» TEXTE DE RÉFÉRENCE:

+ + + + +

Né à Ain-Mlila (Algérie) en 1950, Hamma Meliani a voué sa vie à la culture, sous tes ses formes, et au théâtre en particulier. Installé en France depuis le début des années 70, le dramaturge algérien a monté plusieurs projets autour des questions sociétales et internationales. Sensible à la question palestinienne, celui qui dirige aujourd’hui la Compagnie Théâtre Hamma Meliani (CTHM94) à Ivry sur Seine a écrit dans l’urgence, à l’automne dernier, L’Axe du monde, journal d’un génocide une pièce qui traite du sort injuste réservé aux Palestiniens par l’armée d’occupation israélienne. Pour Dzairworld, le metteur en scène de 74 ans a accepté de nous parler de sa passion pour les planches et de son dernier opus qu’il présentera à Avignon dans quelques semaines.
Avez vous toujours été attiré par la culture en général et par le théâtre en particulier ?
Hamma Meliani : Je suis attiré par la culture mais c’est dans le théâtre que je me sens le mieux. C’est une vocation. C’est aussi un métier par formation.
Vous êtes à la tête du Théâtre Hamma Meliani (THM) depuis plus de 20 ans. Pourriez vous décrire le métier de directeur de théâtre ?
Je suis plus un créateur et un animateur qu’un directeur. Ce quelqu’un qui donne vie et âme à un lieu.
Comment le dirige-t-on ?

+ + + + +

[Enregistrements issus d'une collection]
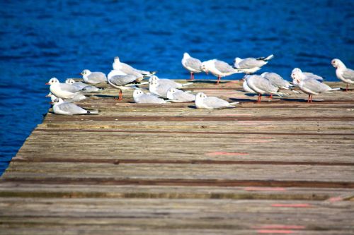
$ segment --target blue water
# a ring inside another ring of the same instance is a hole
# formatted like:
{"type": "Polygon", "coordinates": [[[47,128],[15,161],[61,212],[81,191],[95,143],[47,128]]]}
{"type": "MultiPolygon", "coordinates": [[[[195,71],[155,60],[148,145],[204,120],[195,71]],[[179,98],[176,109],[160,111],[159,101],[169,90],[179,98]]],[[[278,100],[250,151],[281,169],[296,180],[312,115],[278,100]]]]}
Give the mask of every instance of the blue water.
{"type": "Polygon", "coordinates": [[[261,71],[285,78],[299,67],[336,80],[334,57],[354,67],[354,1],[4,1],[0,174],[49,108],[45,83],[107,73],[115,56],[171,78],[188,78],[184,52],[229,63],[274,54],[261,71]]]}

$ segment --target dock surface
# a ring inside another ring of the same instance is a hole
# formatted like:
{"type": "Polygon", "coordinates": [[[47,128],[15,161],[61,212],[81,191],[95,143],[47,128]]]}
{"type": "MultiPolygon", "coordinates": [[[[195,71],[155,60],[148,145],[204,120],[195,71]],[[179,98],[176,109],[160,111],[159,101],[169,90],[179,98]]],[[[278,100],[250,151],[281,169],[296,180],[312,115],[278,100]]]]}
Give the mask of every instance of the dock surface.
{"type": "Polygon", "coordinates": [[[241,102],[205,110],[102,86],[78,103],[98,115],[49,112],[13,159],[0,234],[354,234],[353,90],[257,103],[196,80],[241,102]]]}

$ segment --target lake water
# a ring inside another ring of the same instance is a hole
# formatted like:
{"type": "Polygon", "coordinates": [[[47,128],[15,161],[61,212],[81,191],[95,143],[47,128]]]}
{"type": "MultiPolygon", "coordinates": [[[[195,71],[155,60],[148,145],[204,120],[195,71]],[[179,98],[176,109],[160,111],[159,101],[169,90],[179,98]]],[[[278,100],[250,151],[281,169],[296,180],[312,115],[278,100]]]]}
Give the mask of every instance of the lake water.
{"type": "Polygon", "coordinates": [[[115,56],[171,78],[189,77],[181,64],[184,52],[229,63],[274,54],[260,72],[287,79],[299,67],[336,80],[335,57],[354,68],[354,1],[1,1],[0,6],[0,174],[50,107],[45,83],[78,77],[84,68],[108,73],[115,56]]]}

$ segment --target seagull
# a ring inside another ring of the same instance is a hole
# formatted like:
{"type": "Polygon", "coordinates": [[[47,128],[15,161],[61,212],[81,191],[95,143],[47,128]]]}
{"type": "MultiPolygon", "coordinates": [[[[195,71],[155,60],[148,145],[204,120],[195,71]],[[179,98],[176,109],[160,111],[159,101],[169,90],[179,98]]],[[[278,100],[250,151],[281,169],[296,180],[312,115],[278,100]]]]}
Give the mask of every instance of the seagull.
{"type": "Polygon", "coordinates": [[[190,72],[190,80],[194,79],[194,73],[199,73],[202,72],[202,70],[200,69],[201,64],[202,61],[199,59],[191,57],[187,52],[183,54],[182,65],[185,69],[190,72]]]}
{"type": "Polygon", "coordinates": [[[331,91],[338,90],[339,88],[331,88],[328,85],[321,83],[316,79],[309,78],[301,71],[295,71],[292,73],[294,84],[297,84],[299,88],[304,93],[309,95],[307,102],[312,102],[312,95],[319,93],[331,93],[331,91]]]}
{"type": "Polygon", "coordinates": [[[61,98],[54,101],[53,112],[55,114],[75,115],[98,114],[98,111],[88,111],[73,103],[64,102],[61,98]]]}
{"type": "Polygon", "coordinates": [[[271,54],[267,57],[259,57],[259,58],[246,58],[241,59],[239,57],[235,58],[234,60],[234,68],[241,71],[246,74],[251,74],[256,73],[263,66],[268,64],[268,61],[274,57],[274,55],[271,54]]]}
{"type": "Polygon", "coordinates": [[[166,97],[173,102],[190,102],[195,100],[195,95],[176,88],[169,89],[166,97]]]}
{"type": "Polygon", "coordinates": [[[77,91],[81,91],[87,93],[96,92],[99,90],[104,90],[103,88],[98,88],[93,85],[88,85],[83,82],[76,82],[72,78],[68,78],[65,80],[65,83],[70,84],[76,89],[77,91]]]}
{"type": "MultiPolygon", "coordinates": [[[[292,70],[291,73],[294,73],[294,72],[300,72],[302,73],[302,74],[306,76],[307,78],[312,78],[312,79],[316,79],[319,81],[323,82],[324,81],[324,78],[319,76],[318,75],[314,74],[312,73],[309,73],[309,72],[302,72],[301,69],[299,68],[295,68],[292,70]]],[[[296,85],[296,84],[295,84],[296,85]]]]}
{"type": "Polygon", "coordinates": [[[258,94],[258,102],[261,102],[262,95],[264,94],[278,95],[280,96],[285,95],[279,92],[279,88],[272,84],[269,80],[258,75],[247,76],[245,80],[249,88],[258,94]]]}
{"type": "Polygon", "coordinates": [[[154,75],[149,78],[149,82],[151,82],[152,80],[158,80],[159,84],[169,85],[172,88],[182,88],[185,86],[193,84],[193,83],[188,83],[185,84],[178,83],[171,79],[159,78],[156,76],[154,75]]]}
{"type": "Polygon", "coordinates": [[[336,75],[338,79],[347,83],[346,91],[348,91],[349,84],[354,84],[354,71],[347,68],[344,64],[339,59],[333,59],[331,61],[332,66],[336,69],[336,75]]]}
{"type": "Polygon", "coordinates": [[[238,69],[232,68],[229,64],[217,59],[212,59],[202,62],[200,64],[200,69],[207,74],[208,72],[210,72],[212,75],[217,77],[217,84],[219,84],[222,77],[228,76],[236,73],[241,73],[238,69]]]}
{"type": "Polygon", "coordinates": [[[45,83],[45,85],[50,85],[49,88],[50,92],[58,98],[72,99],[74,97],[81,95],[72,85],[67,83],[60,83],[56,78],[50,78],[49,82],[45,83]]]}
{"type": "MultiPolygon", "coordinates": [[[[108,76],[107,80],[111,86],[120,90],[118,97],[119,100],[122,100],[122,90],[135,89],[134,86],[136,84],[133,84],[133,83],[139,83],[137,77],[133,75],[108,76]]],[[[146,83],[140,83],[140,84],[146,83]]]]}
{"type": "MultiPolygon", "coordinates": [[[[57,99],[57,97],[52,94],[52,92],[49,92],[48,95],[45,96],[46,97],[50,97],[50,100],[52,102],[57,99]]],[[[68,102],[79,102],[81,101],[82,100],[85,100],[86,98],[86,96],[84,95],[78,94],[77,95],[75,95],[72,98],[70,99],[63,99],[63,100],[68,102]]]]}
{"type": "Polygon", "coordinates": [[[195,95],[195,103],[197,109],[207,109],[235,107],[234,104],[239,104],[239,102],[229,103],[215,97],[207,97],[203,92],[199,92],[195,95]]]}
{"type": "Polygon", "coordinates": [[[149,82],[149,91],[160,97],[166,98],[167,91],[171,88],[168,84],[160,84],[159,80],[152,80],[149,82]]]}
{"type": "Polygon", "coordinates": [[[81,73],[85,83],[98,84],[107,83],[107,77],[101,72],[91,72],[88,69],[84,69],[81,73]]]}
{"type": "Polygon", "coordinates": [[[120,71],[126,74],[135,75],[138,77],[142,77],[142,80],[144,77],[149,77],[154,74],[155,74],[156,71],[145,71],[143,70],[136,69],[129,64],[125,63],[120,62],[119,57],[114,57],[113,64],[112,64],[112,66],[113,67],[113,70],[120,71]]]}
{"type": "Polygon", "coordinates": [[[133,92],[133,99],[138,104],[166,104],[166,100],[156,95],[145,94],[141,90],[137,89],[133,92]]]}

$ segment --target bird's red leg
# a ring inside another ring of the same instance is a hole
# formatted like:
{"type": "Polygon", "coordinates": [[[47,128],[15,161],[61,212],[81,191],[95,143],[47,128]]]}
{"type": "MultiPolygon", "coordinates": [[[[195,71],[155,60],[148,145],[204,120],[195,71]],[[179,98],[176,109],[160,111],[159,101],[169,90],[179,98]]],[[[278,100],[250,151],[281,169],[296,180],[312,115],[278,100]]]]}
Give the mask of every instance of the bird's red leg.
{"type": "Polygon", "coordinates": [[[218,77],[217,77],[217,85],[219,85],[219,82],[220,81],[220,79],[221,79],[221,77],[220,77],[220,76],[218,76],[218,77]]]}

+ + + + +

» CONSIGNES DE L'EXERCICE:
**1.** Repérez chaque ligne du listing contenant la chaîne « segment », en tenant compte de la casse.
**2.** Poursuivez l'entretien avec Hamma Meliani à partir de la dernière phrase donnée, s'il vous plaît.
L'entretien avec Hamma Meliani et le listing proviennent de sources distinctes.

» RÉPONSES PAR CONSIGNE:
**1.**
$ segment --target blue water
$ segment --target dock surface
$ segment --target lake water
$ segment --target seagull
$ segment --target bird's red leg

**2.**
Il faut de la patience, être à l’heure et veiller au règlement intérieur. Comme nous n’avons pas de moyens, les gens viennent en fonction de leur disponibilité. Pour la pièce L’axe du monde, il n’y a que trois professionnels. Les autres n’ont jamais fait de théâtre. Il faut les former dans la création du spectacle, parce que toutes et tous possèdent des capacités créatives de qualité et sont engagés dans cette œuvre poétique. Puis, il y a le plaisir de jouer et de porter la voix de ceux qui n’ont pas de voix. Ici il s’agit de l’occupation de la Palestine et du Génocide en cours. Il faut jongler avec tout cela.
Vous êtes également metteur en scène. Qu’est ce que la direction d’acteurs ?
La direction d’acteur consiste à donner la vie à un ou plusieurs personnages. Cela peut aller du burlesque au plus tragique. Il y a un accompagnement sur la manière de jouer, de poser la voix, de travailler avec les partenaires, et sur l‘appréhension de l’espace. C’est un travail complémentaire avec l’acteur pour parfaire son jeu et son interprétation.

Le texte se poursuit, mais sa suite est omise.